(Collected data entries)
<<<<

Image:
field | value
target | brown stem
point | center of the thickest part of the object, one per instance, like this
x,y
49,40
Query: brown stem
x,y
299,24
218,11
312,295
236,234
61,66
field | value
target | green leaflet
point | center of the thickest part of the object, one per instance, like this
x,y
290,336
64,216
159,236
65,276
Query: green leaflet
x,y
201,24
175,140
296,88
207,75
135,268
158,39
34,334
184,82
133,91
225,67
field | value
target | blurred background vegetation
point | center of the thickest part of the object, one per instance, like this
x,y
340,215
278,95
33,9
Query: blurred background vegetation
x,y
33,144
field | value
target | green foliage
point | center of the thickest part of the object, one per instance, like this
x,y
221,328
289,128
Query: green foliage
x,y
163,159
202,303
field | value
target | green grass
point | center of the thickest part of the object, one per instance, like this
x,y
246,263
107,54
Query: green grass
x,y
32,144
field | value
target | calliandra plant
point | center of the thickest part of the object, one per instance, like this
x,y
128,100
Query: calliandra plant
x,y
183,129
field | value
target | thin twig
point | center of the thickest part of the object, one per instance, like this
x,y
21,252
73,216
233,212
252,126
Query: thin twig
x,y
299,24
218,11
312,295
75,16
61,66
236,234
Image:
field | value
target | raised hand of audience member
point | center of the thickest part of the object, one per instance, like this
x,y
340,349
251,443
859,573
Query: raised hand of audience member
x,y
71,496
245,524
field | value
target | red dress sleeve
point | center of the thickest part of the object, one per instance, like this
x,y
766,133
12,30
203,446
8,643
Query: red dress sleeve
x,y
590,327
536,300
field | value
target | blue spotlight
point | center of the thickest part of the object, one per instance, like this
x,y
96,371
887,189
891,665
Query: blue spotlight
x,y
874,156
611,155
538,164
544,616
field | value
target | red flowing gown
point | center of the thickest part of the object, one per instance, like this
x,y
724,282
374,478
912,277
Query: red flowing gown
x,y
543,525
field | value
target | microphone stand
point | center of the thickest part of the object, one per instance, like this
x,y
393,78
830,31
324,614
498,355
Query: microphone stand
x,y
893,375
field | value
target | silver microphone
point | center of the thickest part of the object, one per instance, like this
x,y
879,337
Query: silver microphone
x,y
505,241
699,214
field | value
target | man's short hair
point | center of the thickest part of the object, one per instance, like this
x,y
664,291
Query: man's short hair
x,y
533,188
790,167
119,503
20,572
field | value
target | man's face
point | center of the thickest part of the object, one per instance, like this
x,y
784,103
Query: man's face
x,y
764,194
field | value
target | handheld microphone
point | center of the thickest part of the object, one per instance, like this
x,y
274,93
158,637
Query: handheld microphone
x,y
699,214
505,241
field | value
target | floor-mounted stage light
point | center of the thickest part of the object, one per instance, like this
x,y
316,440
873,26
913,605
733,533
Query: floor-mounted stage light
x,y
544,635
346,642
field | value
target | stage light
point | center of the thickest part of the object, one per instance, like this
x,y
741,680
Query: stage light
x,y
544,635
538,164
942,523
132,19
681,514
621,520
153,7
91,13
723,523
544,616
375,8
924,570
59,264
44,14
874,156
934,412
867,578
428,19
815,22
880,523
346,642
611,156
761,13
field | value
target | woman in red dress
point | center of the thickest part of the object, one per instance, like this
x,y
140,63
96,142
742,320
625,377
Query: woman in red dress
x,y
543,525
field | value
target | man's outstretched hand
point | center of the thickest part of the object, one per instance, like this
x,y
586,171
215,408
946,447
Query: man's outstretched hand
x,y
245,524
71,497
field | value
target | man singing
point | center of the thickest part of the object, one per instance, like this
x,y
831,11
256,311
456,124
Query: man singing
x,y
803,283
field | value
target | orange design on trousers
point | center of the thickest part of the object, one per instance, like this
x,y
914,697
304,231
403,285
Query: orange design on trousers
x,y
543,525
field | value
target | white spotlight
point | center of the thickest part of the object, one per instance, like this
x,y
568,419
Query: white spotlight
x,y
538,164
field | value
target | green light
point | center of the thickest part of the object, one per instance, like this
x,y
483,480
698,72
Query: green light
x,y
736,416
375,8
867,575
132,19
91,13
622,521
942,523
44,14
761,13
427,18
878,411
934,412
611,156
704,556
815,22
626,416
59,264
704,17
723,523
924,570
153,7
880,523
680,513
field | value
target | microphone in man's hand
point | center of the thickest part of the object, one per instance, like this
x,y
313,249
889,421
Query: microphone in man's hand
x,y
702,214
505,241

>>>>

— WHAT THE EXERCISE ASKS —
Pick out every line in the data above that contains the word "foliage", and copy each one.

— ANSWER IN FULL —
target | green foliage
Query: green foliage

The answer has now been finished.